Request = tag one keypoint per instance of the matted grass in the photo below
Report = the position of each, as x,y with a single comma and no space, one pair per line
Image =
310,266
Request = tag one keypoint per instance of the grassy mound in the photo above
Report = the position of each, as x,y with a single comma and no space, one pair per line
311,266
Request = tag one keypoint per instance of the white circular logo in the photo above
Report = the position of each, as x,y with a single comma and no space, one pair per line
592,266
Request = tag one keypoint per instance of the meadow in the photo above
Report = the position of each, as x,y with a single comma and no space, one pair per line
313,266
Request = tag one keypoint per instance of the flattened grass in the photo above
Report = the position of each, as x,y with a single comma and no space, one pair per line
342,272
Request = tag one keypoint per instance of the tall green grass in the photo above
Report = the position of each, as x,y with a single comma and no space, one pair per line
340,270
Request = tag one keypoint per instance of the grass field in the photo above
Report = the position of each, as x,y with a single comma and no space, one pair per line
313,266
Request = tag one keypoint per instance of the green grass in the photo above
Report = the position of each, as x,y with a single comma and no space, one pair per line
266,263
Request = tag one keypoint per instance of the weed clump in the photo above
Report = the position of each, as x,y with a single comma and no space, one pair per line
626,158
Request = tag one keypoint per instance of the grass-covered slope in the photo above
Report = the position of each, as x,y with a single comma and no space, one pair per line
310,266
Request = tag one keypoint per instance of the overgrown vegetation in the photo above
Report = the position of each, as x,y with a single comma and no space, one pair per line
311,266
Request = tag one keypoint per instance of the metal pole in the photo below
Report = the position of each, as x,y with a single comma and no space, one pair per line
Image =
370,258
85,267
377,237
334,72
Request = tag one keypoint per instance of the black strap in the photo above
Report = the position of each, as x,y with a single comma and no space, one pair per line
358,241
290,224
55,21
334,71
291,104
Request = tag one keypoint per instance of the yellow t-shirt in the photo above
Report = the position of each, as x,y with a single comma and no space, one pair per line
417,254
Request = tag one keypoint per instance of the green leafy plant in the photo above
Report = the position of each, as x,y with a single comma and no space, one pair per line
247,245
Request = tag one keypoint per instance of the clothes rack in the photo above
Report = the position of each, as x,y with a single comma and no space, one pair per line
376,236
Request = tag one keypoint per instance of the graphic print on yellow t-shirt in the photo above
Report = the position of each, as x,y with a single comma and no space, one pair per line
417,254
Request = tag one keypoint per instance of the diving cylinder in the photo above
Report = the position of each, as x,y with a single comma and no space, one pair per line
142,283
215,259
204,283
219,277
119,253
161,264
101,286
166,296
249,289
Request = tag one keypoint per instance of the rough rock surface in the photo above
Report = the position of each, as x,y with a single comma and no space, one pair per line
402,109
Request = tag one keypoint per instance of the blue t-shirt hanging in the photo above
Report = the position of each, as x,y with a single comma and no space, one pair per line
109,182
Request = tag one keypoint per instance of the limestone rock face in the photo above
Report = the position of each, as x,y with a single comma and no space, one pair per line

» GIVEN EXERCISE
Reproduce, word for word, every line starting at the line that contains "Request = tag one keypoint per instance of the green leafy" and ending with the final line of the entries.

» RIGHT ANSWER
Request = tag one keypoint per instance of the green leafy plant in the photo above
Report = the position of each, as x,y with a single comma and no space, one pair per line
247,245
Request = tag one keypoint per instance of the clothes rack in the photo above
Report = the position of each, as x,y with a single comma and no space, one pair per line
376,236
Request = tag one keypoint per instance of the graphic print on yellow t-shirt in the photo above
Report = the position of each, as x,y with a single comma and no space, one pair per line
417,254
Request = tag one keypoint per instance of the diving cylinder in the photo above
Report = the position of each, as x,y with a single comma and no space, one pair per line
142,283
215,259
204,283
219,277
119,253
161,264
101,286
166,296
249,289
Request = tag one keypoint per instance of the rough rock surface in the photo above
Report = the position of each, as x,y with a single comma and no space, one pair per line
402,109
Request = tag one keypoint per instance of the blue t-shirt hanging in the photo above
Report = the position of each, as x,y with a single comma and no space, one pair per line
109,182
Request = tag one keypoint per instance of the limestone rock face in the photo above
Report = the position of each, as x,y with a single comma and no space, one pair per line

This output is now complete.